Brief – Reproduce every line of the records below word for word, without changing anything.

Extracted information –
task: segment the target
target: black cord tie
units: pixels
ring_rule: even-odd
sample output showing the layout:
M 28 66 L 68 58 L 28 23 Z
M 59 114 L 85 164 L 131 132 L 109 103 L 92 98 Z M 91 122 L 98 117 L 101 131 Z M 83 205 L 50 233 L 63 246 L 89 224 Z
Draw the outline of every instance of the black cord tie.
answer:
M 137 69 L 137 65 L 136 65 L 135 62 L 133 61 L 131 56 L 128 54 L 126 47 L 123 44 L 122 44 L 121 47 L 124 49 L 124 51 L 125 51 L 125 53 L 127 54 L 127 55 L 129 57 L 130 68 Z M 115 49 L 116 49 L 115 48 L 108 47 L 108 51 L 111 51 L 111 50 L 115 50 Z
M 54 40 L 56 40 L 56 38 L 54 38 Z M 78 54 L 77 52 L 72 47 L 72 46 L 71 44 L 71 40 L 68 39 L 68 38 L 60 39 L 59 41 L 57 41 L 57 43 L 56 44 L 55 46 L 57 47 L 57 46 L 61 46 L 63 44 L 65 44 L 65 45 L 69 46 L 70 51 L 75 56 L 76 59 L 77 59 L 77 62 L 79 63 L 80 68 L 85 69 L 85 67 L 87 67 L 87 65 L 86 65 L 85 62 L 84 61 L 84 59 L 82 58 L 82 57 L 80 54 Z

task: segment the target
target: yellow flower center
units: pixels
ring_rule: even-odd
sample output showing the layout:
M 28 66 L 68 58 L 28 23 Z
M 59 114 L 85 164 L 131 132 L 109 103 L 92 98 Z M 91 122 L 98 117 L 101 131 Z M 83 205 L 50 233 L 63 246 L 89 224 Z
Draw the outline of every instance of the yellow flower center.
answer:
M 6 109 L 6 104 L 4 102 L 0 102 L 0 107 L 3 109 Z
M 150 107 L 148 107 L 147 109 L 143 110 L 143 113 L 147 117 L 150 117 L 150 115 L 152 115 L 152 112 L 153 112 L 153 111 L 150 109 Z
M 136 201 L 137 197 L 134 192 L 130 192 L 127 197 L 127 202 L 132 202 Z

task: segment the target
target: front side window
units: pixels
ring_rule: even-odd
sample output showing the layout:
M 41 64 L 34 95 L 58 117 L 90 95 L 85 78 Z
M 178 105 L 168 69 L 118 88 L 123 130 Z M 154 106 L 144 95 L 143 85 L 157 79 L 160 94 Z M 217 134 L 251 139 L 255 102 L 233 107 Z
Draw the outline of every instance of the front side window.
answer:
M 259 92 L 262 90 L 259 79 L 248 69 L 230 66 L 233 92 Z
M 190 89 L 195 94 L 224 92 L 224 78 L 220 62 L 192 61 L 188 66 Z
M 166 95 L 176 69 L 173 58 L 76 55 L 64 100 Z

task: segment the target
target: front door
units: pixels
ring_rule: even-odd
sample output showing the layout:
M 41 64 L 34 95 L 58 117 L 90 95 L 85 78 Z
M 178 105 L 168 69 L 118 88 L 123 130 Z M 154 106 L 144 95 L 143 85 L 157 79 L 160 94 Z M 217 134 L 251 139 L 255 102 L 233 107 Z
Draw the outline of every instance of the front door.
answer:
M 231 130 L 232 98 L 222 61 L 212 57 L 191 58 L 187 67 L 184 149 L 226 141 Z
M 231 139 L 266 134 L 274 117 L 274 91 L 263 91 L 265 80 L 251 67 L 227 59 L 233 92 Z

Result of this exercise –
task: segment the target
target: black cord tie
units: pixels
ring_rule: even-odd
sample output showing the layout:
M 28 66 L 68 58 L 28 23 Z
M 59 114 L 85 164 L 131 132 L 109 103 L 92 98 Z M 91 122 L 98 117 L 101 131 Z M 83 205 L 50 233 L 63 246 L 89 224 Z
Draw the outline of every instance of the black cord tie.
answer:
M 137 69 L 137 65 L 136 65 L 135 62 L 133 61 L 131 56 L 128 54 L 126 47 L 123 44 L 122 44 L 121 47 L 124 49 L 124 51 L 125 51 L 125 53 L 127 54 L 127 55 L 129 57 L 130 68 Z M 115 49 L 116 49 L 115 48 L 108 47 L 108 51 L 111 51 L 111 50 L 115 50 Z
M 54 40 L 56 40 L 56 38 L 54 38 Z M 78 54 L 77 52 L 72 47 L 72 46 L 71 44 L 71 40 L 68 39 L 68 38 L 60 39 L 59 41 L 57 41 L 57 43 L 56 44 L 55 46 L 57 47 L 57 46 L 61 46 L 63 44 L 65 44 L 65 45 L 69 46 L 70 51 L 75 56 L 76 59 L 77 59 L 77 62 L 79 63 L 80 68 L 85 69 L 85 67 L 87 67 L 87 65 L 86 65 L 85 62 L 84 61 L 84 59 L 82 58 L 82 57 L 80 54 Z

task: segment the target
target: yellow flower center
units: pixels
ring_rule: even-odd
sample output showing the layout:
M 28 66 L 68 58 L 28 23 Z
M 59 114 L 85 164 L 131 132 L 109 103 L 92 98 Z M 91 122 L 98 117 L 101 131 Z M 83 205 L 50 233 L 63 246 L 89 224 Z
Draw the outline of every instance of the yellow flower center.
answer:
M 6 109 L 6 104 L 4 102 L 0 102 L 0 107 L 3 109 Z
M 150 107 L 148 107 L 147 109 L 143 110 L 143 113 L 147 117 L 150 117 L 150 115 L 152 115 L 152 112 L 153 112 L 153 111 L 150 109 Z
M 136 201 L 137 197 L 134 192 L 130 192 L 127 197 L 127 202 L 132 202 Z

task: segment the target
target: front side window
units: pixels
ring_rule: even-odd
sample output showing the layout:
M 41 64 L 34 95 L 58 117 L 90 95 L 85 78 Z
M 178 105 L 168 69 L 118 88 L 123 130 Z M 154 106 L 144 95 L 143 85 L 157 79 L 160 94 Z M 217 134 L 251 139 L 255 102 L 233 107 Z
Draw the outline of every instance of the front side window.
answer:
M 259 92 L 262 90 L 259 79 L 248 69 L 230 66 L 233 92 Z
M 190 89 L 195 94 L 224 92 L 224 78 L 220 62 L 192 61 L 188 66 Z
M 166 95 L 176 69 L 173 58 L 76 55 L 64 100 Z

task: segment the target
target: front door
units: pixels
ring_rule: even-odd
sample output showing the layout:
M 41 64 L 34 95 L 58 117 L 90 95 L 85 78 Z
M 178 105 L 168 69 L 118 88 L 123 130 Z M 154 106 L 144 95 L 143 85 L 157 79 L 160 94 Z M 217 134 L 251 139 L 255 102 L 233 107 Z
Draw the outline of every instance of the front door.
answer:
M 231 130 L 232 98 L 222 61 L 212 57 L 191 58 L 187 67 L 184 149 L 226 141 Z
M 231 139 L 266 134 L 274 117 L 274 91 L 263 91 L 265 80 L 251 67 L 227 59 L 233 92 Z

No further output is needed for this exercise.